## Stated goal
Copy out every line exactly as given.

Items listed in a dataset:
____________________
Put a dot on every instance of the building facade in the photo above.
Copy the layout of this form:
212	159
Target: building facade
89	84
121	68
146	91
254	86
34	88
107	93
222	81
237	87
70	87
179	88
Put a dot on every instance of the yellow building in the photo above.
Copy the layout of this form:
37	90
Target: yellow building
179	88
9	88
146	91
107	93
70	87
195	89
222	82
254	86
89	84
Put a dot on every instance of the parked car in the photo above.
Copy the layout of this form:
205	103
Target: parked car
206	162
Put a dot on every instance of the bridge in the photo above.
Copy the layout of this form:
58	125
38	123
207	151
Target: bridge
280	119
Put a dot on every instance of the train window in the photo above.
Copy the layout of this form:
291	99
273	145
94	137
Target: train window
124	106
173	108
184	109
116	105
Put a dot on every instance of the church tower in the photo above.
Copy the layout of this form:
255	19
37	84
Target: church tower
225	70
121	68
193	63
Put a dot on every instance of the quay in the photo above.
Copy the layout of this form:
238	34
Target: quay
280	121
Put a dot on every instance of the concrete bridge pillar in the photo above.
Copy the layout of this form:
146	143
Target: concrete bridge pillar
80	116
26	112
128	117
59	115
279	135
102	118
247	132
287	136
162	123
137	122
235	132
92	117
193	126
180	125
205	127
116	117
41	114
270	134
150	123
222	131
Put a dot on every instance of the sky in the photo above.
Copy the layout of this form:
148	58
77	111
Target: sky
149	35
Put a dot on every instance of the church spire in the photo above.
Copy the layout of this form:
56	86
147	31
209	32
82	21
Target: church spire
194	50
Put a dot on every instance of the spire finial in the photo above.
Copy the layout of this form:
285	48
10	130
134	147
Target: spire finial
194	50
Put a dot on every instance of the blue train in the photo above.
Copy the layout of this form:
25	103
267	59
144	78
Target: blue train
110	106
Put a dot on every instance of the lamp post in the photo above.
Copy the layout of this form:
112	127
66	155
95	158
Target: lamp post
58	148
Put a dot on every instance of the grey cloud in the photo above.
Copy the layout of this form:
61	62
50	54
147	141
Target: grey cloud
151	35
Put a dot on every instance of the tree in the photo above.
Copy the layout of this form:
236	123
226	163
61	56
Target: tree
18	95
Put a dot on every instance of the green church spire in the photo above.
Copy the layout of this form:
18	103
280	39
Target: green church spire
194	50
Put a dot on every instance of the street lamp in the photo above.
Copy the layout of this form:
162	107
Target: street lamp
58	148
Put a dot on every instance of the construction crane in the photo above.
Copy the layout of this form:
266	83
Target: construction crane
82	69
____________________
## Output for this task
Put a dot on every instance of the building facade in the photo above.
Copy the layout of this form:
212	159
Target: building facade
89	84
121	68
146	91
254	86
34	88
107	93
222	81
237	87
70	87
179	88
Put a dot on every instance of the yellow building in the photo above.
Copy the layout of this form:
37	90
Target: yellow building
179	88
9	88
146	91
107	93
70	87
195	89
222	82
254	86
89	84
Put a dot on every instance of the parked car in the photo above.
Copy the layout of this form:
205	103
Target: parked car
206	162
Put a dot on every instance of the bridge in the photo above.
Copy the layout of this form:
58	125
38	123
207	151
Target: bridge
280	119
Put a dot on every instance of the train window in the photo above.
Copy the layout of this form:
291	99
273	145
94	137
Target: train window
124	106
173	108
184	109
116	105
Put a dot on every instance of the church tower in the photo above.
Copy the layout of this form:
255	19
37	84
Target: church tower
225	70
121	68
193	63
Put a dot on every instance of the quay in the photo above.
Copy the layout of this form:
238	34
Target: quay
280	121
Put a dot on every instance of the concrete bridge pillar in the photo above.
Copy the layout of this form:
146	143
Target: concrete bridge pillar
80	116
26	112
128	117
59	115
279	135
102	118
247	132
287	136
162	123
137	122
235	132
92	117
193	126
180	125
205	127
116	117
41	114
270	134
150	123
222	131
Put a dot on every instance of the sky in the photo above.
Copy the layout of this form:
148	58
77	111
Target: sky
149	35
Put a dot on every instance of the church spire in the photo above.
Copy the layout of this form:
56	86
147	31
209	32
82	21
Target: church spire
194	50
Put a dot on every instance of the spire finial in the photo above.
Copy the layout of this form:
285	48
10	130
134	147
Target: spire finial
194	50
Put a dot on every instance of the blue train in the photo above.
Copy the layout of this form:
25	103
267	59
144	78
Target: blue train
110	106
Put a dot on every instance of the lamp post in the photo above.
Copy the layout of this form:
112	127
66	155
95	158
Target: lamp post
58	148
Put a dot on every instance of the grey cloud in the photo above.
Copy the layout of this form:
61	62
50	54
147	141
Target: grey cloud
151	35
Put a dot on every instance of the tree in the photo above.
Copy the layout of this form:
236	123
226	163
61	56
Target: tree
18	95
Put a dot on every instance of the green church spire in the photo above.
Copy the layout of this form:
18	103
280	39
Target: green church spire
194	50
Put a dot on every instance of the street lamp in the photo above.
Copy the layout of this form:
162	107
Target: street lamp
58	148
Put a dot on every instance of the construction crane in the photo above.
Copy the layout of this form:
266	83
Target: construction crane
82	69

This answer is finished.